Direction: Transcribe the material exactly. Images do not belong in the copy.

Data for processing:
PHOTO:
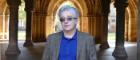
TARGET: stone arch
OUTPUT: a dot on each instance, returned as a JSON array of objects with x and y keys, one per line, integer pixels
[{"x": 52, "y": 8}]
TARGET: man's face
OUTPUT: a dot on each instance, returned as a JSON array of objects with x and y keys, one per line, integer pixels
[{"x": 68, "y": 20}]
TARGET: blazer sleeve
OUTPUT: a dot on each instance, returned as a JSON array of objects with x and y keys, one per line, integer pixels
[
  {"x": 46, "y": 53},
  {"x": 92, "y": 49}
]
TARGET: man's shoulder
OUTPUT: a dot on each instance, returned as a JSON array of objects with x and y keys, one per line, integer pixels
[{"x": 84, "y": 34}]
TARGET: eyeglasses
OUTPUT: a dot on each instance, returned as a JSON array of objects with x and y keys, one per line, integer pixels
[{"x": 68, "y": 19}]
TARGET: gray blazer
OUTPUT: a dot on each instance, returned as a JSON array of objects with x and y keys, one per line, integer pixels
[{"x": 85, "y": 47}]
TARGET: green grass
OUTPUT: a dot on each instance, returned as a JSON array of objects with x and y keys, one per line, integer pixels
[
  {"x": 111, "y": 36},
  {"x": 21, "y": 35}
]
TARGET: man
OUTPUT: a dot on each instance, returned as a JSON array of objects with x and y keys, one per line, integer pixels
[{"x": 69, "y": 44}]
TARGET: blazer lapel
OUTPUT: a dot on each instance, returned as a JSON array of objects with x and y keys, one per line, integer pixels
[{"x": 58, "y": 41}]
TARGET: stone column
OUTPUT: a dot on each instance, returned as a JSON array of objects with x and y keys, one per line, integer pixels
[
  {"x": 120, "y": 22},
  {"x": 28, "y": 9},
  {"x": 13, "y": 27},
  {"x": 104, "y": 22},
  {"x": 138, "y": 26},
  {"x": 39, "y": 26}
]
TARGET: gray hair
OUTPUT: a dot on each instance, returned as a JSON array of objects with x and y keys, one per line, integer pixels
[{"x": 68, "y": 8}]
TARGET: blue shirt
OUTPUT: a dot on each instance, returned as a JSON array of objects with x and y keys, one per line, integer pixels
[{"x": 68, "y": 48}]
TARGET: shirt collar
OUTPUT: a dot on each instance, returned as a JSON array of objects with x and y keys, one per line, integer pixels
[{"x": 73, "y": 38}]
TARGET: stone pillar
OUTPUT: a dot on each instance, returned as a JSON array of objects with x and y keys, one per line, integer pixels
[
  {"x": 28, "y": 9},
  {"x": 120, "y": 22},
  {"x": 138, "y": 36},
  {"x": 13, "y": 27},
  {"x": 39, "y": 26},
  {"x": 104, "y": 22}
]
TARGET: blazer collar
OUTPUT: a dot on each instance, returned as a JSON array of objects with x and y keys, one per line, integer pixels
[{"x": 58, "y": 41}]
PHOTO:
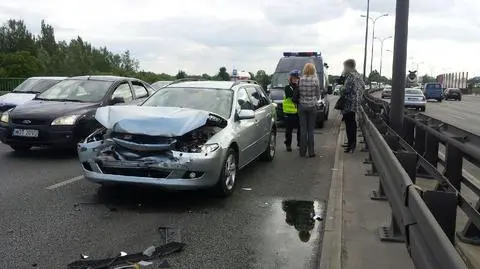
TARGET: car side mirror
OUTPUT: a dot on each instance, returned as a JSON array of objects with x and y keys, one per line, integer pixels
[
  {"x": 246, "y": 114},
  {"x": 117, "y": 100}
]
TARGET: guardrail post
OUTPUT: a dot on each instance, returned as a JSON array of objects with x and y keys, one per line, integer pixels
[
  {"x": 471, "y": 234},
  {"x": 443, "y": 206},
  {"x": 408, "y": 160},
  {"x": 391, "y": 233},
  {"x": 454, "y": 165}
]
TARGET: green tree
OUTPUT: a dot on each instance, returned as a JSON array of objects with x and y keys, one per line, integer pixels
[
  {"x": 223, "y": 74},
  {"x": 181, "y": 74}
]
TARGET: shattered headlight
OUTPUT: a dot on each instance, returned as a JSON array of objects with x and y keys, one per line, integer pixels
[
  {"x": 5, "y": 116},
  {"x": 208, "y": 148}
]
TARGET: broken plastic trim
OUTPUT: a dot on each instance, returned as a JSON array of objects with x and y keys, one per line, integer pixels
[{"x": 119, "y": 260}]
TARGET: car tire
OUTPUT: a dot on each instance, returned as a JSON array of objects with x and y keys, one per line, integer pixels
[
  {"x": 21, "y": 148},
  {"x": 226, "y": 181},
  {"x": 269, "y": 154},
  {"x": 320, "y": 122}
]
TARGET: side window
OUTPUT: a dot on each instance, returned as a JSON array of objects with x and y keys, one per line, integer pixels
[
  {"x": 255, "y": 97},
  {"x": 123, "y": 90},
  {"x": 243, "y": 101},
  {"x": 139, "y": 89}
]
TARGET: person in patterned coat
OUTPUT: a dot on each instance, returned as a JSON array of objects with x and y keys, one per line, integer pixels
[{"x": 353, "y": 86}]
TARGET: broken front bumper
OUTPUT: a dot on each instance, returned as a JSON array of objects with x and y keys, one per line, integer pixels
[{"x": 175, "y": 170}]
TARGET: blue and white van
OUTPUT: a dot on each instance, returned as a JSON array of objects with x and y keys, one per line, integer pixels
[{"x": 433, "y": 91}]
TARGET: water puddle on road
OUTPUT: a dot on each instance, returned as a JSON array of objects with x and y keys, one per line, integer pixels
[{"x": 290, "y": 235}]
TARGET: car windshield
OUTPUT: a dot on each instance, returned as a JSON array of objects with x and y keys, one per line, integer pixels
[
  {"x": 75, "y": 90},
  {"x": 159, "y": 84},
  {"x": 276, "y": 94},
  {"x": 213, "y": 100},
  {"x": 35, "y": 85},
  {"x": 414, "y": 91},
  {"x": 280, "y": 80}
]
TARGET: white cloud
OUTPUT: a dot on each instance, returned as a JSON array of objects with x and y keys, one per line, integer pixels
[{"x": 201, "y": 35}]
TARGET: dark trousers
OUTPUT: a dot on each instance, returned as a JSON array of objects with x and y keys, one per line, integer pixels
[
  {"x": 307, "y": 116},
  {"x": 351, "y": 128},
  {"x": 291, "y": 123}
]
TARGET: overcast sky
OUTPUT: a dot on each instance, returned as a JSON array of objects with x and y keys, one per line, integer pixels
[{"x": 199, "y": 36}]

Completed task:
PHOTO:
TARGET: stone arch
OUTPUT: a dot on each instance, returned as a JSON array of objects with x and y keys, one per line, integer pixels
[{"x": 52, "y": 8}]
TARGET: man's face
OUTPUT: a dot on each instance, returned as a JSON array of objects with x and y keys, one per line, integer pixels
[{"x": 68, "y": 20}]
TARGET: blazer sleeve
OUTPUT: a dot on each instance, returned as a JSON array of objects with x and y keys, one per line, integer pixels
[
  {"x": 46, "y": 53},
  {"x": 92, "y": 49}
]
TARGET: man's shoulder
OUTPUT: a dot on each instance, returned as a JSON array of objects with x and y keys, one per line, integer pixels
[{"x": 84, "y": 34}]
TARGET: eyeglasses
OUTPUT: a dot on each instance, returned as a JSON array of objects with x and y keys, one per line, integer pixels
[{"x": 68, "y": 19}]
TARGET: gray blazer
OUTPUT: a dot on each instance, returned as a JSON array of objects with x and y keys, one per line, integer pixels
[{"x": 85, "y": 47}]
TARGET: green grass
OUTPUT: a dot on each instance, returned as a JSON array of objects with x and y keys, one per line, integer pixels
[
  {"x": 111, "y": 36},
  {"x": 21, "y": 35}
]
TARGET: man
OUTPUT: a dot on each instance, returned as a JSON array of objects with x and y keys, one per line, integer pixels
[{"x": 69, "y": 44}]
TARGET: blazer lapel
OUTPUT: a dot on each instance, returned as a JSON array of objects with x and y keys, one per line, integer pixels
[{"x": 58, "y": 41}]
TARGET: stone column
OUTPUT: a dot on each instance, returned as a JSON array of objects with x and y keys, one per line, integer pixels
[
  {"x": 120, "y": 22},
  {"x": 28, "y": 9},
  {"x": 13, "y": 27},
  {"x": 104, "y": 22},
  {"x": 138, "y": 26},
  {"x": 39, "y": 26}
]
TARGET: gray hair
OUTPUT: a dot on each instance, returned as a JSON array of objects with x and y keys, one per line, integer pixels
[{"x": 68, "y": 8}]
TARGET: blue shirt
OUTPUT: a dot on each instance, returned as a JSON array of objects with x and y keys, one per line, integer pixels
[{"x": 68, "y": 48}]
TARGET: shirt collar
OUTPUT: a dot on each instance, returned as a JSON array of objects with x and y keys, one per line, integer pixels
[{"x": 73, "y": 38}]
TARGET: stone pillar
OUTPUT: a dot on each instance, returned as a JSON array of objects with x and y keys, one per line, integer pixels
[
  {"x": 28, "y": 9},
  {"x": 120, "y": 22},
  {"x": 138, "y": 36},
  {"x": 13, "y": 27},
  {"x": 39, "y": 26},
  {"x": 104, "y": 22}
]
TARGET: blazer collar
OUTPUT: a dot on each instance, returned as a JSON array of objects with x and y keys, one per line, integer pixels
[{"x": 58, "y": 41}]
PHOTO:
TARGET: car side mirror
OUTPUT: a dot on each instance, returned as a JSON array of objects with x and y keys, one per line, integer pixels
[
  {"x": 246, "y": 114},
  {"x": 117, "y": 100}
]
TARGET: guardrail post
OUTPUT: a dot on each instance, returned as a JSON array of objects with x and y keys, one per line, integer pixels
[
  {"x": 471, "y": 234},
  {"x": 443, "y": 206},
  {"x": 408, "y": 160},
  {"x": 391, "y": 233},
  {"x": 454, "y": 165}
]
TARGET: green tree
OUTPUT: a dot on each instance, returned as a JSON array of objects with x and y keys, one per line, integer pixels
[
  {"x": 223, "y": 74},
  {"x": 181, "y": 74}
]
TARGET: shattered headlight
OUTPUT: a dot on each instance, returned as a JSON array of objects with x and y keys, one per line, integer pixels
[
  {"x": 5, "y": 116},
  {"x": 208, "y": 148}
]
TARGET: broken plastic trim
OUTPUT: a dot on each instance, returned as a JSON array of objects with x and y keys, one per line, integer pixels
[{"x": 119, "y": 260}]
TARGET: car tire
OUTPUT: a dot on each instance, returned as a JSON array of objects with x and y keys, one per line, integer pixels
[
  {"x": 21, "y": 148},
  {"x": 226, "y": 181},
  {"x": 269, "y": 154},
  {"x": 320, "y": 122}
]
TARGET: side window
OUTPUT: a dot on each instance, returned as a JSON array of objects with x and y keys, one per line, integer pixels
[
  {"x": 255, "y": 97},
  {"x": 123, "y": 90},
  {"x": 243, "y": 101},
  {"x": 139, "y": 89}
]
TARGET: person in patterned coat
OUTPUT: a dot on each instance, returned as a JSON array of objects with x and y keys, one per line, integer pixels
[{"x": 353, "y": 86}]
TARGET: broken front bumper
OUTPUT: a dot on each instance, returned as a JSON array of objects with x and y keys, one per line, integer pixels
[{"x": 175, "y": 170}]
TARGET: blue and white van
OUTPUT: a dot on each instance, returned as a JSON array of objects with x and y keys, one per line, integer pixels
[{"x": 433, "y": 91}]
TARGET: water puddle on road
OUTPUT: a dot on each instance, returned as a JSON array of objects with x and y keys, one per line, integer pixels
[{"x": 290, "y": 235}]
TARGET: car windshield
OUTPUT: a dot on each instance, returned as a JSON array of objects with x and y keys, one per line, integer pixels
[
  {"x": 75, "y": 90},
  {"x": 159, "y": 84},
  {"x": 276, "y": 94},
  {"x": 213, "y": 100},
  {"x": 35, "y": 85},
  {"x": 414, "y": 91},
  {"x": 280, "y": 80}
]
TARGET: white cloud
OUTPUT: a dot on each instance, returned as a JSON array of objects with x and y keys, one per line, integer pixels
[{"x": 201, "y": 35}]
TARGET: dark trousers
OUTPUT: a dot on each instance, returned as a JSON array of objects with x and y keys, one per line, integer pixels
[
  {"x": 307, "y": 116},
  {"x": 351, "y": 128},
  {"x": 291, "y": 123}
]
TARGET: overcast sky
OUTPUT: a dot on each instance, returned as a JSON array of objects with x and y keys, one per line, integer pixels
[{"x": 199, "y": 36}]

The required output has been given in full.